● **ATIVIDADES A REALIZAR**:
(a) Segundo o texto de estudo, por que o pai e a madrasta de Isabella são os suspeitos primários?
(b) De acordo com o texto de estudo, quantas pessoas foram acusadas pelos jornais no caso Escola Base?
(c) Liste todos os veículos de imprensa que o texto de estudo menciona pelo nome.

Friday, 10 de May de 2024 ISSN 1519-7670 - Ano 24 - nº 1287

Um suspeito ‘culpado’

Desde a morte da inocente criança Isabella Nardoni, de 5 anos, não se ouve mais nada na imprensa brasileira além desse assunto. A morte de tal criança é de chocar: cair ou ser jogada do 6º andar de um prédio é uma história escandalosa, um fato para Hercule Poirot ou Sherlock Holmes desvendarem. Cada passo da polícia, dos peritos, do pai e da madrasta, ou até mesmo da mãe, são seguidos de perto pela grande imprensa e pela mídia em geral, claro. A maior dúvida está em saber quem ganha mais audiência ou vende mais jornal com essa desgraça.

Vejamos: não há problema da imprensa publicar, repetitivamente os novos fatos da morte de Isabella. O grande problema reside na responsabilidade que a mídia tem de separar a realidade do boato, as verdades das mentiras. Os suspeitos primários são o pai e a madrasta, lógico, pois Isabella estava, naquele instante, sobre a responsabilidade deles. No entanto, não devemos acusá-los pelo crime nesta altura da história, primeiro porque não é nosso trabalho e todos, familiares e sociedade, estão sensibilizados.

No Observatório da Imprensa, em 2 de abril, sai um artigo de Luiz Antonio Magalhães, intitulado ‘O caso Isabella Nardoni é uma nova Escola Base?‘. Para quem não lembra ou não conhece o caso Escola Base, vamos aos fatos. No início de 1994, diversos jornais publicaram uma série de reportagens acusando os donos e alguns funcionários, num total de seis pessoas, de estarem envolvidos em abuso sexual cometidos contra as crianças daquela escola. Nas prerrogativas da investigação, o delegado deu um parecer a imprensa, baseado em laudos do IML (Instituto Médico Legal) de São Paulo. A imprensa condenou as pessoas. Com o passar do tempo, viu-se que todos eram inocentes judicialmente, vale salientar. Porém, a imprensa já os tinha condenado, ou seja, nunca mais as vítimas teriam suas reputações restabelecidas.

‘Leviandade é crime’

Voltando ao texto de Luiz Magalhães, ele esboça essa preocupação, pois jornais paulistas já condenam o pai de Isabella. Com o decorrer da investigação, ele pode vir a ser culpado, mas creio que esse não é o papel da imprensa (julgar), e sim, publicar fatos que dêem subsídios para que a população possa criar suas opiniões.

Ainda no artigo do Observatório, podemos verificar que o autor, assim como eu, não defende o pai ou a madrasta. Alertamos, sim, para que não haja mais uma vez a condenação prematura de cidadãos que, até o momento, não devem nada à justiça. O delegado declarou à rede Globo que o pai era suspeito. A Globo e alguns jornais colocaram o pai (de suspeito pela polícia) a culpado pela imprensa.

Por fim, uma frase retirada do artigo de Clóvis Rossi, publicado na Folha de S.Paulo (2/04), intitulado de ‘Leviandade é crime’: ‘Nem importa, no caso, se vier a se comprovar que o pai é mesmo culpado. Não cabe ao delegado, ao menos nesta fase da investigação, dizer quem é ou não suspeito. Se o pai for de fato culpado, será punido ao fim da investigação. Se for inocente, já está punido.’ E a culpa será da calorosa e irresponsável imprensa.

● **EXTRATO DE DADOS**:

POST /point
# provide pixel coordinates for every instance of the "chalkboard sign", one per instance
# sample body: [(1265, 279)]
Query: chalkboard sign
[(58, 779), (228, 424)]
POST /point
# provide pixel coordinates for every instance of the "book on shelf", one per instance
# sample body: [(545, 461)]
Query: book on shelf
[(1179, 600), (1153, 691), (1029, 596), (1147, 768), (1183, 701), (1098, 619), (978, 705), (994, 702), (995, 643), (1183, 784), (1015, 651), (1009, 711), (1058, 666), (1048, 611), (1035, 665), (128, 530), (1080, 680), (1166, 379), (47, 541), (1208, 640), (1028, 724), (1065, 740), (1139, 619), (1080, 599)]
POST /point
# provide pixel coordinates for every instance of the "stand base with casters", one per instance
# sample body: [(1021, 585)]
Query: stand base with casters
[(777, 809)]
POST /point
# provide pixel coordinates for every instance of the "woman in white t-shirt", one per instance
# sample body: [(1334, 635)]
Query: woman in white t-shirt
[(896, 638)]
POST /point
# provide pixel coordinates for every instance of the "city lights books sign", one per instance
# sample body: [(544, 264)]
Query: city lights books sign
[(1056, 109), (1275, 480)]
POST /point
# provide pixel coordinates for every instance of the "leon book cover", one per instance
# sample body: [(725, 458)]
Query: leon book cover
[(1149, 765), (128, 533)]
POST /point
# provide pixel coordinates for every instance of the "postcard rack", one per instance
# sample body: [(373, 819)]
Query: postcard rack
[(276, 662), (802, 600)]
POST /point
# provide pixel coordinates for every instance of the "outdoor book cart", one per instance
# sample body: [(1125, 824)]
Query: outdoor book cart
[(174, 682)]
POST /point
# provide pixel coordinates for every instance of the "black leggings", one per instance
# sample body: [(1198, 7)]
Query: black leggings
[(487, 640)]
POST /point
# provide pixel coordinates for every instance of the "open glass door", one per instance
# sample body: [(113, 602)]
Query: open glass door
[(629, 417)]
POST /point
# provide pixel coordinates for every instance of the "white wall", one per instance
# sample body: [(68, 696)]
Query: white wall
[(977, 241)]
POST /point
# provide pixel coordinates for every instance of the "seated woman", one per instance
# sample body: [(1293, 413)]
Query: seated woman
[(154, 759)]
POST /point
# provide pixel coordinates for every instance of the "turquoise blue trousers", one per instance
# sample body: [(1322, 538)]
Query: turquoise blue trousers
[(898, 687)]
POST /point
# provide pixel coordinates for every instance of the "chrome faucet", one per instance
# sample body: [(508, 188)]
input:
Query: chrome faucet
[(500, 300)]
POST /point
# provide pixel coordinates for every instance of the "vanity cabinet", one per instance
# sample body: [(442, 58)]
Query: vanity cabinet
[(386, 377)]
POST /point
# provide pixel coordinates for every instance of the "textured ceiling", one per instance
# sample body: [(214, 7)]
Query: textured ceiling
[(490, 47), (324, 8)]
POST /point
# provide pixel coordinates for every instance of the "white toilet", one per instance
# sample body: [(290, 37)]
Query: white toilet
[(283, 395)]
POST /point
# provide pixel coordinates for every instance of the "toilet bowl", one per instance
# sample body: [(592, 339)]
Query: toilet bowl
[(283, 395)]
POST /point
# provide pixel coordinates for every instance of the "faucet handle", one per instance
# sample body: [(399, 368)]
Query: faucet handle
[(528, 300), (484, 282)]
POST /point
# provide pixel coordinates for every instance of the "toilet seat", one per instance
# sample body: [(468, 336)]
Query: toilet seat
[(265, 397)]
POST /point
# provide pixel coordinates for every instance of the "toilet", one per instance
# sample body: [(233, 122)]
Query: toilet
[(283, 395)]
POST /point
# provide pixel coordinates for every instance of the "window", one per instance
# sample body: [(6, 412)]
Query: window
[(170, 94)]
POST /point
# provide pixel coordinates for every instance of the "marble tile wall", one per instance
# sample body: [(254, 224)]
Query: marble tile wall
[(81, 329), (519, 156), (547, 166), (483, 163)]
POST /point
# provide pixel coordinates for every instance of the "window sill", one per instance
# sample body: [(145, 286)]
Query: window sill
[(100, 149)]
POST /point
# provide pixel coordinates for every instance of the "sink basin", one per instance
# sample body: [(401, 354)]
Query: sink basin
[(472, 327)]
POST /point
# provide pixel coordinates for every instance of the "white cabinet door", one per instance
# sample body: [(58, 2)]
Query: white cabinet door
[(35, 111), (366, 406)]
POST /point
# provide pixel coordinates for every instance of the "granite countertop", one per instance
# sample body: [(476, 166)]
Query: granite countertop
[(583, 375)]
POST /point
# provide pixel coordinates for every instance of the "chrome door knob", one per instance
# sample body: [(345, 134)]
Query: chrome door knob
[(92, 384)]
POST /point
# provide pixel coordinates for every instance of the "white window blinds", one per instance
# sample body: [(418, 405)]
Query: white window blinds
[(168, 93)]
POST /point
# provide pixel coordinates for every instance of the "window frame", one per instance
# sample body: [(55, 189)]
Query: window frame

● **RESPOSTAS POR TAREFA**:
(a) Porque Isabella estava, naquele instante, sob a responsabilidade deles.

(b) Seis pessoas, entre donos e alguns funcionários da escola.

(c) Observatório da Imprensa; rede Globo; Folha de S.Paulo.